Yitzhak Rabin & The Ethic of Jewish Power
Lessons learned from the assassination
Excerpted with permission of the author from "Yitzhak Rabin and the Ethic of Jewish Power" (National Jewish Center for Learning and Leadership, 1995).
The first tears are for Yitzhak Rabin. At an age when most people--their work done--retire and enjoy their waning years, he was totally engaged in doubling his life's contribution to the Jewish people. Having been credited with the greatest war victory in Jewish history, which included the liberation of Old Jerusalem; he sought peace and pursued it. The collapse of Communism, the weakening of the PLO , and the softening of the Arab position created an opportunity. He reached for the risky ambiguous, fraught-with-frustration chance to bring shalom to the land of Israel.
The second tears are for the loss of innocence in Israel; a devout Jew murdered a Jewish Prime Minister. In shock and despair, many ask: how could political murder terminate the head of government in Israel? That happens in totalitarian states where the sovereign rules by force or in neighboring Arab countries and other nations where leaders lack political legitimacy! After 47 years of national unity, building and defending the State against a sea of enemies, how could an eruption of internal hatred occur that would legitimate the assassination of a would-be peacemaker, a national hero?

EXERCISES:
**A)** Decide whether each statement agrees with the excerpt on Yitzhak Rabin, answering yes or no and quoting the deciding words: (i) Rabin was credited with the greatest war victory in Jewish history. (ii) Rabin had retired from public work by the time of his death. (iii) The person who killed Rabin was a devout Jew.
**B)** According to the excerpt on Yitzhak Rabin, which developments created an opportunity for peace?
The records after this excerpt come from a different source.

RECORDS SUPPLIED:
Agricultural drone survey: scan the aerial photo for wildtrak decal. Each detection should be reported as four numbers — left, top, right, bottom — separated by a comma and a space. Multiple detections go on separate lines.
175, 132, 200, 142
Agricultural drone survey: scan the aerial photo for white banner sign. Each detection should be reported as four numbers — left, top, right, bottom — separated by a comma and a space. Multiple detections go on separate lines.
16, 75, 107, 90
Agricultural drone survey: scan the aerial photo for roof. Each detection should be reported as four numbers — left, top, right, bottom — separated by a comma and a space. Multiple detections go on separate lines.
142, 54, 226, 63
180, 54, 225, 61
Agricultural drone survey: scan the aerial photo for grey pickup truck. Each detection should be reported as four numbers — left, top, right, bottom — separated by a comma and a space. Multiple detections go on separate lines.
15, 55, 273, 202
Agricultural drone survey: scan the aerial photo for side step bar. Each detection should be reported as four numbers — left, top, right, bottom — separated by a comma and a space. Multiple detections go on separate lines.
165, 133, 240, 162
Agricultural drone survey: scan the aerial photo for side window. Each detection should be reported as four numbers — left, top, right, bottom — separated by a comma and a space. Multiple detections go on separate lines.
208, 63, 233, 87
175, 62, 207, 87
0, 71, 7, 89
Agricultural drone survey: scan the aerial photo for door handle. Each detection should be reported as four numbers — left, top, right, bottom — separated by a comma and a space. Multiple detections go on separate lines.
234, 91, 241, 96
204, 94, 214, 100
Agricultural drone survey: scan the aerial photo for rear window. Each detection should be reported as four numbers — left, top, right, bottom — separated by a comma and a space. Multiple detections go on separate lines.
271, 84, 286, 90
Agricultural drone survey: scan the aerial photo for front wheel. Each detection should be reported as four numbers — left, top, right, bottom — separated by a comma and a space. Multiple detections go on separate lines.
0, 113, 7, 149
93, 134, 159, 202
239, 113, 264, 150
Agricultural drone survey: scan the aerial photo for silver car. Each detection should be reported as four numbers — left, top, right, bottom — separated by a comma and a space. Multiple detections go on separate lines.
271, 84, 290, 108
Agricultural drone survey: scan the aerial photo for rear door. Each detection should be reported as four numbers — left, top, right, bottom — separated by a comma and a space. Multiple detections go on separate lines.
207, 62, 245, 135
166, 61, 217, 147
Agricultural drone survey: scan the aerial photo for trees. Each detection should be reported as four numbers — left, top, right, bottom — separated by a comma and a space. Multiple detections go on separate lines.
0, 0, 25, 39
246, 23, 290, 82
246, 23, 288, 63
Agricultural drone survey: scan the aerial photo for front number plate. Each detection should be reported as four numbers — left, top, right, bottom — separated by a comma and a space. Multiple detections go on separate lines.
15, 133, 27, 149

TASK-BY-TASK OUTPUTS:
**A)**
(i) Yes: "Having been credited with the greatest war victory in Jewish history"
(ii) No: "he was totally engaged in doubling his life's contribution to the Jewish people"
(iii) Yes: "a devout Jew murdered a Jewish Prime Minister"

**B)** The collapse of Communism, the weakening of the PLO, and the softening of the Arab position.